> _REQUIRED WORK_:
[1] From the Ryzen processor discussion, extract the stretch from "The 5600X has" through "Black Friday week.".
[2] Name every specific processor model number (such as 5600X) mentioned in the Ryzen processor discussion. Leave out series names like Ryzen 3000.
[3] Write what comes next in the Ryzen processor discussion, starting after its final sentence.

> _PAGE EXCERPT_:

____

The 5600X has incredible gaming value, but I can't see myself going for a lower core count, so that leaves the 5700X as the closest contender. I think in the end it will come down to price and since the 5900X is an older part I expect it will have a bigger discount (%) around Black Friday week.

For practical intents and purposes, the 5900X has 2x32MB of L3, not 64MB. It does have somewhat higher cache bandwidth in AIDA64, but that's about it. As with Ryzen 3000 and 7000 there is no direct connection between the two CCDs (cross-CCX communication goes the long way through the IO die and two IFOP links), and inter-CCD latency has always been slow, so in practice there's really no reason to consider the 5900X to have an L3 advantage. If any core was able to access 64MB in a meaningfully fast way, the 5900X/5950X would already have stood out the way the 5800X3D does.

____

Saved entries:
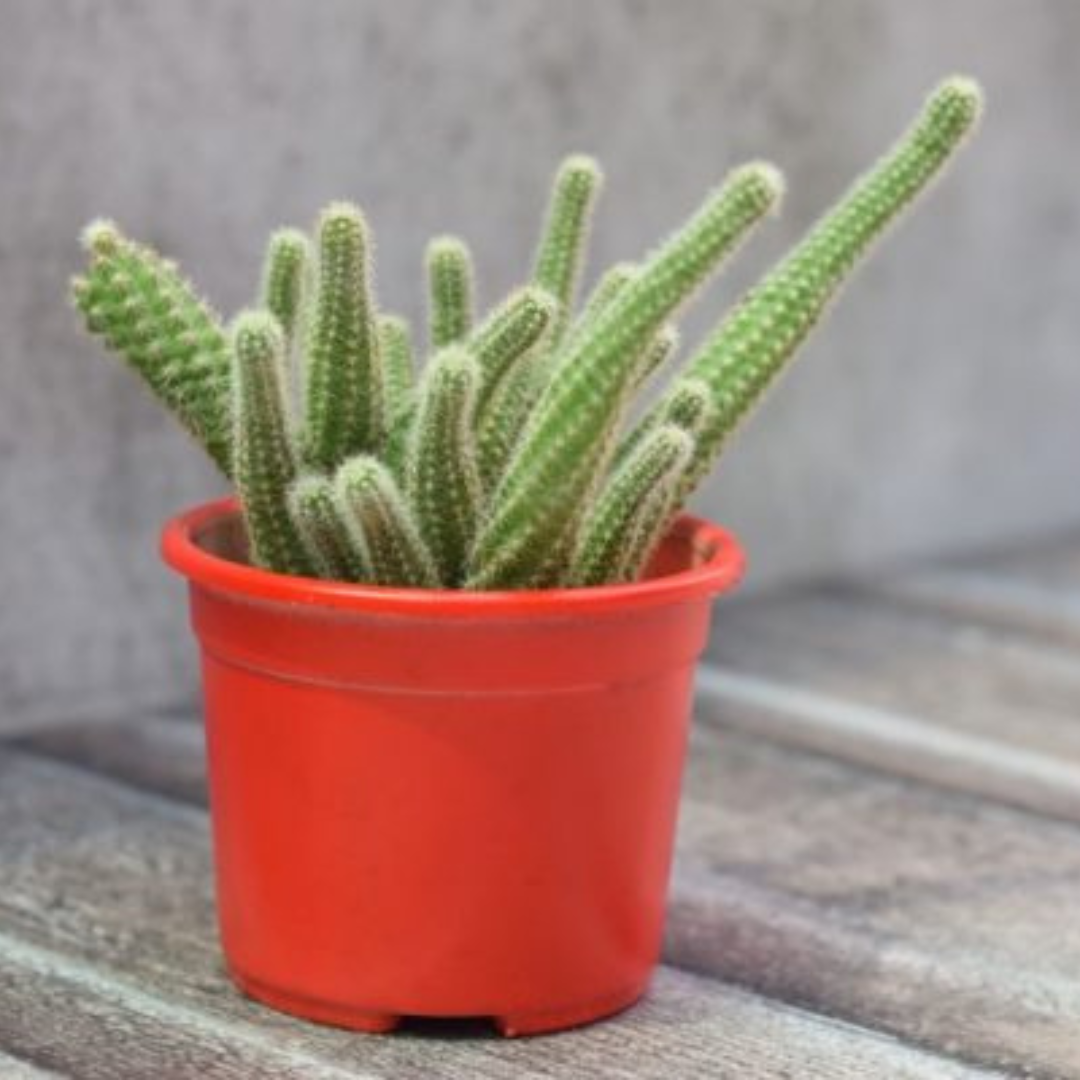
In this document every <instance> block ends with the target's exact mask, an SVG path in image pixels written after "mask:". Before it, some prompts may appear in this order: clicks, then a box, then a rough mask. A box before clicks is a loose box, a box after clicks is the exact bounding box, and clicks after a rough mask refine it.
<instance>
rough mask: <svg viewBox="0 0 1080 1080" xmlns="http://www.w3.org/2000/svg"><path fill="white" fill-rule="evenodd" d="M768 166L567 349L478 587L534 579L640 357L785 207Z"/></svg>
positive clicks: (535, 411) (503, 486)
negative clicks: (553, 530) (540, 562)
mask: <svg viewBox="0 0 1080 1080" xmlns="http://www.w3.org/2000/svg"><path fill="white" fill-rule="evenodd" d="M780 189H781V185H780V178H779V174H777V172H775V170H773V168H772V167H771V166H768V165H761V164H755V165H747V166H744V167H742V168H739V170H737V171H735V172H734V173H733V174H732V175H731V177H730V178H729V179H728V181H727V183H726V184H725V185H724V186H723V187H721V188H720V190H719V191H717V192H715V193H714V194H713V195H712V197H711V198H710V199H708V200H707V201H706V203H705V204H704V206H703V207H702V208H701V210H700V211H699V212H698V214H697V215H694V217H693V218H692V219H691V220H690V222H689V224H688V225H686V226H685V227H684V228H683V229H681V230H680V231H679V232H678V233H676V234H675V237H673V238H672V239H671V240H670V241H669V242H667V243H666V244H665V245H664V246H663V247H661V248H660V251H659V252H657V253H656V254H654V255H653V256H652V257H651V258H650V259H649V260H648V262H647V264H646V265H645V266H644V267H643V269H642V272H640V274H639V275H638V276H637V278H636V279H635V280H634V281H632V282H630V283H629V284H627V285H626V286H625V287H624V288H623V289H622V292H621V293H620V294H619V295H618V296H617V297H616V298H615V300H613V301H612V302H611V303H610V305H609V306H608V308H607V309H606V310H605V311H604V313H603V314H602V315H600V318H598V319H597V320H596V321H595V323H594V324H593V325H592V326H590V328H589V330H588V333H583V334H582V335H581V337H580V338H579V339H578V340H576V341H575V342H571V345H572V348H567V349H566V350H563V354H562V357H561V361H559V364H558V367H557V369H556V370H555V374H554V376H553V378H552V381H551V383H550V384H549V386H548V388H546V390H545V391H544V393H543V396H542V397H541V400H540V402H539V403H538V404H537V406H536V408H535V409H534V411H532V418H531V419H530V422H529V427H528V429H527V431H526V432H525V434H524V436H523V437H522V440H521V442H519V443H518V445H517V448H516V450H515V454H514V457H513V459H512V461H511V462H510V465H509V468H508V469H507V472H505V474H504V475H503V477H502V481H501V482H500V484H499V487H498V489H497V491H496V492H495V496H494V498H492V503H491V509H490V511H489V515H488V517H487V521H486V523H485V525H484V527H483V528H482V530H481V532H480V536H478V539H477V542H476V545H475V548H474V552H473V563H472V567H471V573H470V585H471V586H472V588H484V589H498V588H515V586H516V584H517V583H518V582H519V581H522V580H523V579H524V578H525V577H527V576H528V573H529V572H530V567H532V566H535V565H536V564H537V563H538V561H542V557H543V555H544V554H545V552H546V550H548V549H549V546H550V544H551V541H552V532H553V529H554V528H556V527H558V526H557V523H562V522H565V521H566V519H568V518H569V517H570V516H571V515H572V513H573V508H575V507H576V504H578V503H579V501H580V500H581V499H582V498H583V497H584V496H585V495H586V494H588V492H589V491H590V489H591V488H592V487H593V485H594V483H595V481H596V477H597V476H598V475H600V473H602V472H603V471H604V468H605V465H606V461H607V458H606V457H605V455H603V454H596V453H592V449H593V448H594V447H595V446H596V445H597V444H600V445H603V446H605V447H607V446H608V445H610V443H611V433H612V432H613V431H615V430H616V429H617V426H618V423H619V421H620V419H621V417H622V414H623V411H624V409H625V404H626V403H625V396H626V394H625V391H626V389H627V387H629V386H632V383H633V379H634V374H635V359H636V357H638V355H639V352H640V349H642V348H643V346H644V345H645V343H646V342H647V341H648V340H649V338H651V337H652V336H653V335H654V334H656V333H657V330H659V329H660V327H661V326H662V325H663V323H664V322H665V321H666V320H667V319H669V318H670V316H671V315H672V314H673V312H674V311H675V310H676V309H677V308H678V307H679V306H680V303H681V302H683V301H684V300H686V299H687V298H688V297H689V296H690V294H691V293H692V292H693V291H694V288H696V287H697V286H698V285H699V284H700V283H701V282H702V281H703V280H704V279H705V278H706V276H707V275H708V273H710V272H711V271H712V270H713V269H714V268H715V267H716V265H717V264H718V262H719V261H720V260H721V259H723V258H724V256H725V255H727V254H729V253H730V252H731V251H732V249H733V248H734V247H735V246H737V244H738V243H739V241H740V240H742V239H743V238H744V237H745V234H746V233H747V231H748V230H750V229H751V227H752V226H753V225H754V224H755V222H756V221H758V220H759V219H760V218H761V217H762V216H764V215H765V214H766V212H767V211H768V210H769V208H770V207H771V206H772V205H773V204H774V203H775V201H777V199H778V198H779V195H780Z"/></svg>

____

> _ANSWERS PROVIDED_:
[1]
The 5600X has incredible gaming value, but I can't see myself going for a lower core count, so that leaves the 5700X as the closest contender. I think in the end it will come down to price and since the 5900X is an older part I expect it will have a bigger discount (%) around Black Friday week.

[2] 5600X, 5700X, 5900X, 5950X, 5800X3D

[3]
I've spent about a year and half with my 5900X and watched its behaviour mature from AGESA 1100 to 1207, through a bunch of different boards, and Windows 10 to 11. I know exactly how you feel about the "psychological" upgrade. ST-wise and MT-wise it is a very strong CPU, and only gets stronger if you put it under custom water - but as the AM4 lineup sits right now, it would be my last choice for gaming, only ahead of the APUs. As far as the few games that I've seen utilize enough threads to matter, it's functionally a 5600X.

There is one unexpected feature that came of Windows 11, is that 5900X/5950X are essentially treated as big.little CPUs (think 12900K) in the new OS. Demanding ST tasks can be reserved for CCD1 cores (which always houses your best cores), whilst the scheduler will pick a core on CCD2 to handle the vast majority of your daily background tasks. I'm not committing to saying that it's a benefit, however, because in practice that CCD2 background core actually hogs a lot of gaming load too instead of giving it to Preferred Cores, so inter-CCD load juggling happens very often as a result possibly reducing performance. Windows 10 behaves very conventionally, meaning CCD2 is basically always dark until you fire up an all-core workload.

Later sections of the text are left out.